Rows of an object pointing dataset
★ ★ ★ ★ ★ ★ ★
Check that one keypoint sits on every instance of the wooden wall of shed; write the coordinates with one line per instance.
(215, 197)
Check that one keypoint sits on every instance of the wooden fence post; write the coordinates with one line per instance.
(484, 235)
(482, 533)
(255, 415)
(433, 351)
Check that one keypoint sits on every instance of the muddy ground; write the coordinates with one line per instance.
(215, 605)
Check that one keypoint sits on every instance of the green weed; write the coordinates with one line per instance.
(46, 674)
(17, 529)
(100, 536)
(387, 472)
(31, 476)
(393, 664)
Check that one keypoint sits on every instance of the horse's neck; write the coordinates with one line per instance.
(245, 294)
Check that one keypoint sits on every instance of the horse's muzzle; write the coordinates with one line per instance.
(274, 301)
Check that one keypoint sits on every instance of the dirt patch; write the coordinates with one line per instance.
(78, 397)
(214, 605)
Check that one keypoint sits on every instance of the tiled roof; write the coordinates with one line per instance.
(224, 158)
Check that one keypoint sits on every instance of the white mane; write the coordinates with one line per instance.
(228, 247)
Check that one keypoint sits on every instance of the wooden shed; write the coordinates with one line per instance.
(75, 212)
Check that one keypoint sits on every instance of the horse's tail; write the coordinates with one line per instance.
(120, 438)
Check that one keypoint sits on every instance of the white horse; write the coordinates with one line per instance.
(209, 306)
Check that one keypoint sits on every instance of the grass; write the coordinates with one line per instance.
★ ★ ★ ★ ★ ★ ★
What you have to do: Please rewrite the stretch of the data from the line containing "the white horse;" through the end of the data, requests included, and multiply every coordinate in the answers by 0.5, rounding to whole numbers with halves rounded up. Keep the requests unchanged.

Solution for this task:
Check that one keypoint sits on every instance of the white horse; write the coordinates with one line per instance.
(105, 153)
Check that one keypoint sits on every instance of the grass; write the coordinates with one line per instance.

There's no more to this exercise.